## Exercise prompt
Reproduce the lines from the one containing "Every instance of the yellow-green" through the one containing "Trace each instance of the yellow-green bush.", changing every occurrence of "yellow-green bush" to "green shrub" and leaving everything else unchanged.

· · · ·

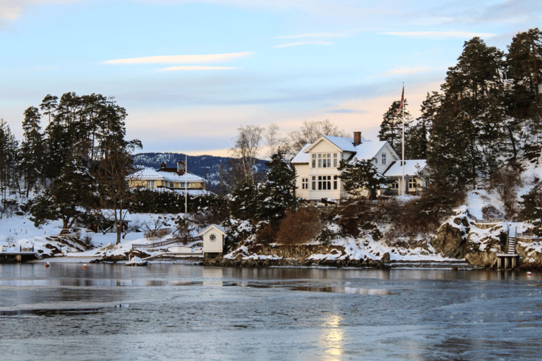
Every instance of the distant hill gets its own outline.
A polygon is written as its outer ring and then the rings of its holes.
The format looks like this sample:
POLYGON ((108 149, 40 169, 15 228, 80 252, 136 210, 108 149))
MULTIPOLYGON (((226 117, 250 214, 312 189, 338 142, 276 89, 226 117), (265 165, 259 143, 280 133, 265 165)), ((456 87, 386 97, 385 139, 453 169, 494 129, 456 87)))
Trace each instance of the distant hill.
MULTIPOLYGON (((139 153, 134 156, 136 164, 140 164, 155 169, 160 168, 164 162, 167 167, 176 167, 180 160, 184 161, 185 154, 182 153, 139 153)), ((207 180, 207 189, 213 191, 220 183, 220 164, 223 166, 227 164, 231 158, 227 157, 214 157, 212 155, 188 156, 188 170, 196 176, 207 180)), ((258 159, 256 166, 259 171, 267 171, 265 161, 258 159)))

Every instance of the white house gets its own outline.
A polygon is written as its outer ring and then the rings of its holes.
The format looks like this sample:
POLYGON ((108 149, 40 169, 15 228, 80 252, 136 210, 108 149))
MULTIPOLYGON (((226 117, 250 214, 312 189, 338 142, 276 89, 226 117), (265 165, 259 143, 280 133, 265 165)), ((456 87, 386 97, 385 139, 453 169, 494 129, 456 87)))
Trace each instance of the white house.
POLYGON ((426 159, 405 159, 404 184, 403 185, 403 166, 402 161, 394 161, 384 176, 390 180, 390 190, 392 195, 400 194, 399 190, 413 195, 418 195, 421 188, 427 186, 423 171, 427 167, 426 159), (408 188, 406 188, 408 185, 408 188))
POLYGON ((134 173, 130 180, 131 187, 167 190, 182 194, 184 194, 185 184, 191 195, 198 196, 208 192, 205 190, 205 180, 190 172, 183 171, 180 175, 164 169, 155 171, 151 168, 143 168, 134 173))
POLYGON ((220 226, 211 224, 200 232, 203 238, 203 256, 222 256, 224 251, 224 239, 226 231, 220 226))
MULTIPOLYGON (((296 195, 308 200, 340 200, 349 197, 343 189, 337 167, 341 159, 373 159, 378 171, 387 176, 390 166, 399 161, 400 157, 388 142, 361 139, 361 132, 354 132, 354 138, 323 135, 315 142, 305 145, 291 159, 296 169, 296 195)), ((408 161, 420 163, 422 161, 408 161)), ((424 168, 425 161, 423 161, 424 168)), ((393 168, 394 172, 395 169, 393 168)), ((397 183, 397 177, 392 179, 393 185, 397 183)))

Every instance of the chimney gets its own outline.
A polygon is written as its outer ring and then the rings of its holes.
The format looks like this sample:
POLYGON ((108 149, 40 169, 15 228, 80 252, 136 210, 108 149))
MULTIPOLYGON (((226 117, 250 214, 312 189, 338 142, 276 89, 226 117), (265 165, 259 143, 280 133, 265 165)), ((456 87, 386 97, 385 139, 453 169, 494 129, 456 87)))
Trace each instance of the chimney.
POLYGON ((361 144, 361 132, 354 132, 354 147, 361 144))

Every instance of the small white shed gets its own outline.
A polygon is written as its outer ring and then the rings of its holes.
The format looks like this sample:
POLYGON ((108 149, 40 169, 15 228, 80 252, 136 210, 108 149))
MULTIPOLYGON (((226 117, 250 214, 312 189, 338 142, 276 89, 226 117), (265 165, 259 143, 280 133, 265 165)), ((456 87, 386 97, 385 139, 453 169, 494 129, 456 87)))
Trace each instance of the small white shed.
POLYGON ((198 235, 203 238, 203 256, 222 256, 226 231, 217 224, 211 224, 198 235))

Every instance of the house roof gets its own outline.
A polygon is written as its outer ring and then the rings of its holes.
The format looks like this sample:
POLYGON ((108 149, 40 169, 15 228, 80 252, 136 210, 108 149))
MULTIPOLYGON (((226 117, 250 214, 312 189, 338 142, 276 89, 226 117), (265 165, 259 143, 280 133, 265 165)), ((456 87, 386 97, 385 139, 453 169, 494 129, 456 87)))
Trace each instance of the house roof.
POLYGON ((187 182, 205 182, 205 180, 201 177, 198 177, 195 174, 192 174, 190 172, 186 172, 182 176, 171 173, 171 172, 159 172, 152 168, 145 167, 140 171, 136 172, 131 178, 133 179, 141 180, 164 180, 168 182, 184 182, 185 180, 187 182), (186 176, 185 176, 186 174, 186 176))
POLYGON ((343 152, 356 152, 356 147, 354 146, 354 138, 332 137, 331 135, 324 135, 324 137, 339 147, 343 152))
MULTIPOLYGON (((409 159, 404 161, 404 175, 414 176, 423 171, 427 161, 426 159, 409 159)), ((403 166, 401 161, 392 163, 390 168, 384 172, 386 177, 401 177, 403 175, 403 166)))
MULTIPOLYGON (((318 140, 314 143, 306 145, 305 147, 303 147, 303 149, 291 159, 291 163, 297 164, 308 164, 308 152, 311 151, 310 148, 323 139, 326 139, 331 142, 336 147, 340 148, 343 152, 350 152, 354 153, 355 154, 354 158, 363 160, 371 159, 376 157, 378 152, 385 147, 387 143, 385 140, 373 141, 367 139, 362 139, 360 144, 354 146, 353 138, 324 135, 318 138, 318 140)), ((393 148, 390 147, 390 149, 392 149, 392 152, 397 158, 399 157, 393 148)))
POLYGON ((206 233, 209 231, 209 229, 211 228, 215 228, 218 231, 221 231, 222 233, 226 235, 226 230, 224 229, 222 226, 219 226, 218 224, 211 224, 210 226, 207 227, 205 229, 204 229, 203 231, 200 232, 200 234, 198 234, 198 235, 203 235, 204 233, 206 233))
POLYGON ((311 143, 306 144, 305 147, 301 148, 301 150, 296 154, 296 157, 291 159, 291 164, 308 163, 308 153, 305 153, 305 150, 309 147, 311 147, 311 143))
POLYGON ((387 142, 385 140, 364 141, 356 146, 354 158, 360 160, 372 159, 376 157, 376 154, 386 145, 387 142))

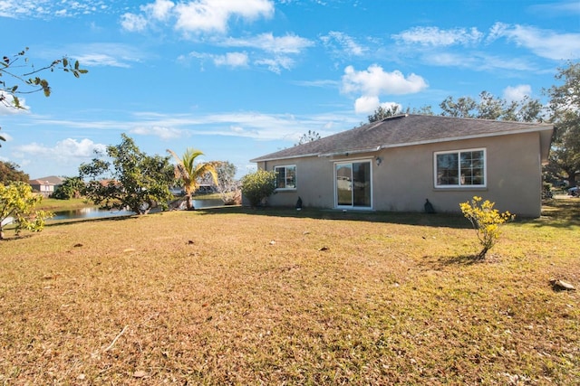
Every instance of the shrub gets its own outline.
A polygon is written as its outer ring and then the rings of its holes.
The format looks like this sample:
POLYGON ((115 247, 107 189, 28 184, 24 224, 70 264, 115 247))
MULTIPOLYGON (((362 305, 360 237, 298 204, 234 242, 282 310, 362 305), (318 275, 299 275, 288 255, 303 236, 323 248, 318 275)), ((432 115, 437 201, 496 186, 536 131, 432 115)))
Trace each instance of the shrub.
POLYGON ((276 190, 276 172, 258 170, 242 177, 242 193, 255 208, 276 190))
POLYGON ((42 200, 42 196, 33 193, 33 188, 28 184, 0 184, 0 240, 4 239, 4 226, 9 223, 15 224, 16 235, 22 230, 43 231, 44 221, 53 217, 53 213, 34 210, 42 200))
POLYGON ((483 247, 478 254, 478 259, 485 259, 488 250, 495 245, 499 237, 499 225, 513 220, 516 216, 509 212, 500 213, 493 209, 495 202, 488 200, 481 202, 481 197, 473 196, 471 202, 459 204, 463 215, 471 222, 473 229, 483 247))

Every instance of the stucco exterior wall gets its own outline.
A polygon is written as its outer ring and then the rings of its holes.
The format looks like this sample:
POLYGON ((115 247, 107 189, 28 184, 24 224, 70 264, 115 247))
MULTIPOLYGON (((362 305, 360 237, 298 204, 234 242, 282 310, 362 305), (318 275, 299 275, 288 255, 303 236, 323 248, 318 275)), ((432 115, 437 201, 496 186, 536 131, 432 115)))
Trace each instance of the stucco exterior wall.
POLYGON ((538 217, 541 211, 539 133, 449 141, 383 149, 379 152, 334 157, 304 157, 268 161, 258 167, 296 165, 296 189, 279 192, 270 205, 294 206, 300 196, 304 206, 334 207, 334 162, 371 159, 372 210, 421 212, 425 199, 440 212, 459 212, 459 202, 474 195, 496 202, 500 212, 538 217), (486 149, 486 187, 436 188, 434 153, 486 149), (375 162, 382 158, 381 165, 375 162))

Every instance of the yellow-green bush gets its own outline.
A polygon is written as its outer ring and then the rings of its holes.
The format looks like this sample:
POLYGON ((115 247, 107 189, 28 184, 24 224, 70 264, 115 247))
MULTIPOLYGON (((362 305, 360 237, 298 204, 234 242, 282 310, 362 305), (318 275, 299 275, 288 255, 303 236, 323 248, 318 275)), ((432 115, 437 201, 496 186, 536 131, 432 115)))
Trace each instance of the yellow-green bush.
POLYGON ((482 202, 481 200, 481 197, 473 196, 470 202, 459 203, 463 215, 473 225, 479 243, 483 247, 478 254, 478 259, 484 259, 488 250, 491 249, 499 238, 499 225, 516 217, 509 212, 500 213, 493 208, 495 202, 490 202, 488 200, 482 202))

· · · ·

## Output of the task
Every instance of the green shrub gets its own outline.
A polygon is written as its outer ring and then the rings of its holes.
The format looks like this sample:
POLYGON ((115 247, 107 189, 28 184, 24 224, 70 264, 115 247))
MULTIPOLYGON (((362 305, 360 237, 298 204, 234 242, 282 310, 362 305), (318 275, 299 275, 288 255, 303 236, 323 248, 318 275)), ((432 115, 437 201, 496 186, 536 131, 432 115)))
Trace each instance of the green shrub.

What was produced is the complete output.